A series of records:
-.-.-

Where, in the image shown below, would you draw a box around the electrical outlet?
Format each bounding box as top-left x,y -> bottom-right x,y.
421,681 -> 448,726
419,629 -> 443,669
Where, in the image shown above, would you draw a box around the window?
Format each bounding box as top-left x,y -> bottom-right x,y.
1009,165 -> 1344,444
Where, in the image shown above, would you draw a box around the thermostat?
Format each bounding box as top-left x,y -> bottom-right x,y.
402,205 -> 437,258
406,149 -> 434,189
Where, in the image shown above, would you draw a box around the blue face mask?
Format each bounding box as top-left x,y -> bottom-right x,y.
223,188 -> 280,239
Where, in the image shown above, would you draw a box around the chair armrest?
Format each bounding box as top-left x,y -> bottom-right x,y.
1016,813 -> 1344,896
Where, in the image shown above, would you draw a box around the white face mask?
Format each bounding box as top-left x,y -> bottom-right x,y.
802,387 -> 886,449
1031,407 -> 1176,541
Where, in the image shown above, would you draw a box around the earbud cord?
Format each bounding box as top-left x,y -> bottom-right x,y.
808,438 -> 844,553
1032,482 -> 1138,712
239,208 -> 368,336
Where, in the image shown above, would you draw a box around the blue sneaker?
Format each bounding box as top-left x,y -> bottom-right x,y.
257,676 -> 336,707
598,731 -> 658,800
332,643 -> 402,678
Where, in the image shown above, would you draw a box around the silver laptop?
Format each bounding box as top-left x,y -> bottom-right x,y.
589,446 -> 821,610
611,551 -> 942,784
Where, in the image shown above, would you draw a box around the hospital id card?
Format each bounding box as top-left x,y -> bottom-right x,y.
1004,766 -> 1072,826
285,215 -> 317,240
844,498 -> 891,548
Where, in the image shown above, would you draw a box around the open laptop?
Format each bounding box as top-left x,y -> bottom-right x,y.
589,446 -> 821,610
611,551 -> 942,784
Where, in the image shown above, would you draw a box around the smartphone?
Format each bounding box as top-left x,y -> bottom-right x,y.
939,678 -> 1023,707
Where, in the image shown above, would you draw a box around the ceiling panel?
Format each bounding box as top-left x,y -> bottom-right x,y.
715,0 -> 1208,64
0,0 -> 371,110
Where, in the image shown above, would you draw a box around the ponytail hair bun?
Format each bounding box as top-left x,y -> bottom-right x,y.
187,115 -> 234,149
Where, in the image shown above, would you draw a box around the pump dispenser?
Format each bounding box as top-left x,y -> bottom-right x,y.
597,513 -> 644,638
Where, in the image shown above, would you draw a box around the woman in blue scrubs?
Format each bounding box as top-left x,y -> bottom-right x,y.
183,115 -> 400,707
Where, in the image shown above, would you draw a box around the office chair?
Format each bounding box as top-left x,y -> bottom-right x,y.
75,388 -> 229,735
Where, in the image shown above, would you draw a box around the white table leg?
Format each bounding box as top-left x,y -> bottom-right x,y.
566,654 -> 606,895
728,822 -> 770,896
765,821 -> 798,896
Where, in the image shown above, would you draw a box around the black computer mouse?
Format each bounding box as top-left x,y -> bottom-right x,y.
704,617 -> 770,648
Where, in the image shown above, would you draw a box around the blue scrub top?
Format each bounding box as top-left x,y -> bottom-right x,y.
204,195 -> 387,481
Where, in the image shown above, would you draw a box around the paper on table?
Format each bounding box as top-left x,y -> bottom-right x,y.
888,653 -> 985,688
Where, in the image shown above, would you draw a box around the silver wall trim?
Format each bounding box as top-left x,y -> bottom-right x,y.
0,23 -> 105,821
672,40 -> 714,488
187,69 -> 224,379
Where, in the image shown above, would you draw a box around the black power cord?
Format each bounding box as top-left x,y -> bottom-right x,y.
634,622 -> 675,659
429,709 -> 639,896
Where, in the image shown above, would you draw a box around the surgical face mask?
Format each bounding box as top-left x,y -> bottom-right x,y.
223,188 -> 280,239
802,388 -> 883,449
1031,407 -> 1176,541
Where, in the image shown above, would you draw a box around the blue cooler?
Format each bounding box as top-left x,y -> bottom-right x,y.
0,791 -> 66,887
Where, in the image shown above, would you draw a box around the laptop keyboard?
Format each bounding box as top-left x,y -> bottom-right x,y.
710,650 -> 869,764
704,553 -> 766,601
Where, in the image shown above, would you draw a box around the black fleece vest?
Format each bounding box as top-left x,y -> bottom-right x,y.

-.-.-

Problem: Present every line of the material above as a numbered list, omitting any blank lines.

Written response:
1. Where, in the image shown below, would you draw a box around the electrical outlet?
2. Format each bounding box as top-left x,y -> bottom-right x,y.
3. 421,681 -> 448,726
4. 419,629 -> 443,669
5. Where, in the image shown above, would you draw a box around the window?
6. Format each bounding box as top-left x,y -> bottom-right x,y.
7. 1009,165 -> 1344,444
8. Where, in the image shown above, would you draw a box around the thermostat?
9. Format each bounding box as top-left x,y -> bottom-right x,y.
10. 402,205 -> 437,258
11. 406,149 -> 434,189
12. Where, in the image shown above, would you draw a box around the blue face mask?
13. Format each bounding box as top-left x,y -> bottom-right x,y.
14. 223,188 -> 280,239
15. Where, in the image shown above, would you draw a box around the chair armrest?
16. Format each bounding box as top-left x,y -> bottom-right x,y.
17. 1016,813 -> 1344,896
18. Where, in the image shown above, would you draw a box around the white face mask?
19. Format each bounding box as top-left x,y -> bottom-right x,y.
20. 802,387 -> 886,449
21. 1031,407 -> 1176,541
22. Where, in the image shown above, would you draw a box around the earbud cord?
23. Format each bounding box as top-left x,y -> bottom-right x,y.
24. 808,438 -> 844,553
25. 1032,482 -> 1138,712
26. 239,208 -> 368,336
27. Where, in the image shown above, would you draw a box around the blue sneaker?
28. Format each bounding box as top-left x,y -> bottom-right x,y.
29. 257,676 -> 336,707
30. 598,731 -> 658,800
31. 332,643 -> 402,678
32. Where, in the image shown above, would you draw a box around the silver laptop?
33. Format each bounding box as top-left x,y -> bottom-right x,y.
34. 589,446 -> 821,610
35. 611,551 -> 942,784
36. Where, in the image shown above, would you draw a box around the hospital id card?
37. Format each bounding box as top-left x,y -> bottom-right x,y.
38. 1004,766 -> 1072,826
39. 285,215 -> 317,240
40. 844,498 -> 891,548
41. Where, in the image shown above, would you draw a box around the open laptop?
42. Format each bounding box as top-left x,y -> bottom-right x,y.
43. 589,446 -> 821,610
44. 611,551 -> 942,784
45. Where, in the image shown above, would you draw a box around the smartphone?
46. Format each bounding box as top-left x,y -> bottom-right x,y.
47. 939,678 -> 1023,707
48. Where, in the image shown above, would you draw a box around the ceiling panel?
49. Format each bounding box as top-left x,y -> bottom-right x,y.
50. 715,0 -> 1208,64
51. 0,0 -> 371,110
52. Where, in the image shown above, would you draw a box around the ponytail hair bun?
53. Format each bounding box as top-left x,y -> bottom-right x,y.
54. 187,115 -> 234,149
55. Where, in the image shown above, would you draw a box around the pump dispenser?
56. Format each bounding box as top-left x,y -> bottom-right x,y.
57. 597,513 -> 644,638
58. Where, in the image shown above, would you draw a box around the woman in blue scrubs?
59. Format each bounding box as top-left x,y -> bottom-right x,y.
60. 183,115 -> 400,707
61. Where, in the image shown above, would you draw a box around the office chair?
62. Format each bounding box as top-left x,y -> bottom-right x,y.
63. 75,388 -> 229,735
64. Where, in the image shown above, would you draw a box around the white table leg?
65. Format each bounding box as top-left x,y -> bottom-right x,y.
66. 566,654 -> 606,895
67. 728,822 -> 770,896
68. 765,821 -> 798,896
69. Where, in the image shown above, would you draw a box around the black computer mouse?
70. Format each bounding box as top-left x,y -> bottom-right x,y.
71. 704,617 -> 770,648
72. Where, in the image shown above, would you draw a box around the blue scrub top?
73. Format each bounding box as top-left x,y -> bottom-right x,y.
74. 204,195 -> 387,481
75. Where, in the image shown above, would you draw a box around the paper on table?
76. Format each bounding box as top-left x,y -> bottom-right x,y.
77. 888,653 -> 985,688
78. Where, in the image shown above, would you draw a box around the silver wall trim?
79. Format each bounding box as top-left x,y -> bottom-right x,y.
80. 0,23 -> 105,821
81. 672,40 -> 714,488
82. 187,69 -> 224,379
83. Where, in the image shown above, would you draw a box around the black power cord?
84. Format each bounding box as top-left x,y -> bottom-right x,y.
85. 634,622 -> 675,659
86. 429,709 -> 639,896
87. Where, in the image shown above, would you draw a box around the surgical face mask?
88. Format each bounding box as top-left x,y -> bottom-right x,y.
89. 223,188 -> 280,239
90. 802,388 -> 883,449
91. 1031,407 -> 1176,541
92. Where, in the image shown above, would you draw a box around the blue cooler?
93. Format each bounding box as top-left x,y -> bottom-right x,y.
94. 0,791 -> 66,887
95. Where, in the image shown above, would you draw a box around the laptop keyboard?
96. Format each bounding box as top-left x,y -> bottom-right x,y.
97. 710,650 -> 869,764
98. 704,553 -> 766,601
99. Where, in the image shown above, would you draw a box around the black fleece vest?
100. Format each bounding box as top-left x,y -> bottom-right x,y.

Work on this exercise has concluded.